* _Description of the task_
A faithful copy of the data below is required, leaving out every picture.

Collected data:
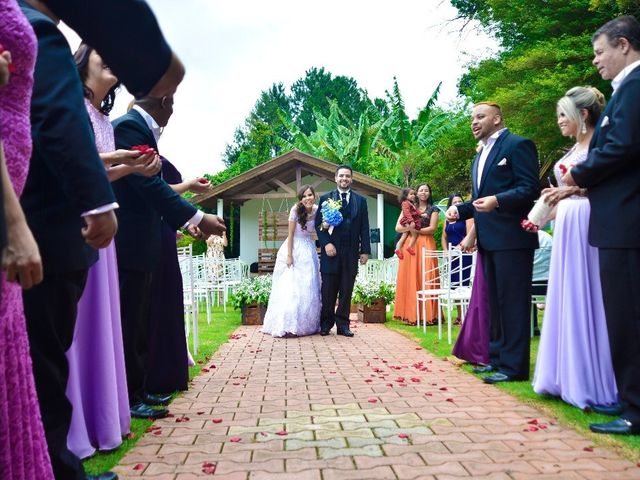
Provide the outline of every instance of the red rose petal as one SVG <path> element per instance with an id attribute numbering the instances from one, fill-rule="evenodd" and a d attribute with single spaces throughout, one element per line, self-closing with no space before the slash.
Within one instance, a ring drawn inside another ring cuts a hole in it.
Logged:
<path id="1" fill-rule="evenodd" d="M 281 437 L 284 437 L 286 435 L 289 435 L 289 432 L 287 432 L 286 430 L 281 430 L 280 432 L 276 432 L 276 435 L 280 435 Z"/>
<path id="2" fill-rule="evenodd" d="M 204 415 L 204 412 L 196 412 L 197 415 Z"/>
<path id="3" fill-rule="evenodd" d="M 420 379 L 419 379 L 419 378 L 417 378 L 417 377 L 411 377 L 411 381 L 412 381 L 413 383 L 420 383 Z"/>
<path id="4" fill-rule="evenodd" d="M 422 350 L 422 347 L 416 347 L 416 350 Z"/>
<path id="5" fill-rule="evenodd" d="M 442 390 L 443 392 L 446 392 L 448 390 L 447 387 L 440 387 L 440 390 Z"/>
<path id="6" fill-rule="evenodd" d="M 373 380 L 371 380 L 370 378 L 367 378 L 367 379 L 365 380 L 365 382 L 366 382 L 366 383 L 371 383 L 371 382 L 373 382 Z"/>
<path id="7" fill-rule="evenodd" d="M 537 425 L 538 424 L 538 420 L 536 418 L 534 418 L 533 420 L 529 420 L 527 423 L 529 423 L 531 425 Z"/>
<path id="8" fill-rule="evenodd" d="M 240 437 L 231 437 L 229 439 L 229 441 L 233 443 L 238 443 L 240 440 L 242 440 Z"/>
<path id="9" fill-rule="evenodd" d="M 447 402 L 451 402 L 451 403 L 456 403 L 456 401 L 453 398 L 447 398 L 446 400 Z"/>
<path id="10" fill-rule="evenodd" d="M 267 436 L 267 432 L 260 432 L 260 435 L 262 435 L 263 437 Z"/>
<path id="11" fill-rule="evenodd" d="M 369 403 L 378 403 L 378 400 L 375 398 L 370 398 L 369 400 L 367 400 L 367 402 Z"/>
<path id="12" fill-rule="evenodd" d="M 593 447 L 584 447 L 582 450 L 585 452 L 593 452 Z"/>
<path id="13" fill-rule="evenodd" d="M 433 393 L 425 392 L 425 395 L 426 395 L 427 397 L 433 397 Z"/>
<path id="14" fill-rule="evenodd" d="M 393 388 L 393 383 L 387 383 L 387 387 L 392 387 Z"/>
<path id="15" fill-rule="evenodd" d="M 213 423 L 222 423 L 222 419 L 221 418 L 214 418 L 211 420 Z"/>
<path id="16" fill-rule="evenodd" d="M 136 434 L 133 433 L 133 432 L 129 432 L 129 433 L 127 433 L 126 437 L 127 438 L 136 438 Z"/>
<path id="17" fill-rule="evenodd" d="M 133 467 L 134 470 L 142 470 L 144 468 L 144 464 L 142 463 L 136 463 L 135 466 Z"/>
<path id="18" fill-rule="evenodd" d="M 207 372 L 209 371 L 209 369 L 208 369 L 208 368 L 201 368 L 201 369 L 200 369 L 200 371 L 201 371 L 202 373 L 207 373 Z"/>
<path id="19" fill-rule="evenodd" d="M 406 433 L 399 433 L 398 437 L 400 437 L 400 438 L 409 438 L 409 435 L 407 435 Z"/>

* _Output for this exercise_
Provide the outline of every instance of the red rose petal as one SVG <path> element per instance with an id attribute numbering the instances from one, fill-rule="evenodd" and a d attribute with single spaces throughout, one element per line, self-closing with no space before the slash.
Within one instance, a ring drawn inside another ring cuts a hole in it.
Logged:
<path id="1" fill-rule="evenodd" d="M 281 437 L 284 437 L 286 435 L 289 435 L 289 432 L 287 432 L 286 430 L 281 430 L 280 432 L 276 432 L 276 435 L 280 435 Z"/>
<path id="2" fill-rule="evenodd" d="M 204 415 L 204 412 L 196 412 L 197 415 Z"/>
<path id="3" fill-rule="evenodd" d="M 420 379 L 419 379 L 419 378 L 417 378 L 417 377 L 411 377 L 411 381 L 412 381 L 413 383 L 420 383 Z"/>
<path id="4" fill-rule="evenodd" d="M 422 350 L 422 347 L 416 347 L 416 350 Z"/>
<path id="5" fill-rule="evenodd" d="M 442 390 L 443 392 L 446 392 L 448 390 L 447 387 L 440 387 L 440 390 Z"/>
<path id="6" fill-rule="evenodd" d="M 373 380 L 371 380 L 370 378 L 367 378 L 367 379 L 365 380 L 365 382 L 366 382 L 366 383 L 371 383 L 371 382 L 373 382 Z"/>
<path id="7" fill-rule="evenodd" d="M 537 425 L 538 424 L 538 420 L 536 418 L 534 418 L 533 420 L 529 420 L 527 423 L 529 423 L 531 425 Z"/>
<path id="8" fill-rule="evenodd" d="M 240 437 L 231 437 L 229 439 L 229 441 L 233 443 L 238 443 L 240 440 L 242 440 Z"/>
<path id="9" fill-rule="evenodd" d="M 447 402 L 451 402 L 451 403 L 456 403 L 456 401 L 453 398 L 447 398 L 446 400 Z"/>
<path id="10" fill-rule="evenodd" d="M 267 436 L 267 432 L 260 432 L 260 435 L 262 435 L 263 437 Z"/>
<path id="11" fill-rule="evenodd" d="M 369 403 L 378 403 L 378 400 L 375 398 L 370 398 L 369 400 L 367 400 L 367 402 Z"/>
<path id="12" fill-rule="evenodd" d="M 593 447 L 584 447 L 582 450 L 585 452 L 593 452 Z"/>
<path id="13" fill-rule="evenodd" d="M 433 393 L 425 392 L 425 395 L 426 395 L 427 397 L 433 397 Z"/>
<path id="14" fill-rule="evenodd" d="M 393 388 L 393 383 L 387 383 L 387 387 L 392 387 Z"/>
<path id="15" fill-rule="evenodd" d="M 213 423 L 222 423 L 222 419 L 221 418 L 214 418 L 211 420 Z"/>
<path id="16" fill-rule="evenodd" d="M 136 434 L 133 433 L 133 432 L 129 432 L 129 433 L 127 433 L 126 437 L 127 438 L 136 438 Z"/>
<path id="17" fill-rule="evenodd" d="M 133 467 L 134 470 L 142 470 L 144 468 L 144 464 L 142 463 L 136 463 L 135 466 Z"/>
<path id="18" fill-rule="evenodd" d="M 207 372 L 209 371 L 209 369 L 208 369 L 208 368 L 201 368 L 201 369 L 200 369 L 200 371 L 201 371 L 202 373 L 207 373 Z"/>
<path id="19" fill-rule="evenodd" d="M 406 433 L 399 433 L 398 437 L 400 437 L 400 438 L 409 438 L 409 435 L 407 435 Z"/>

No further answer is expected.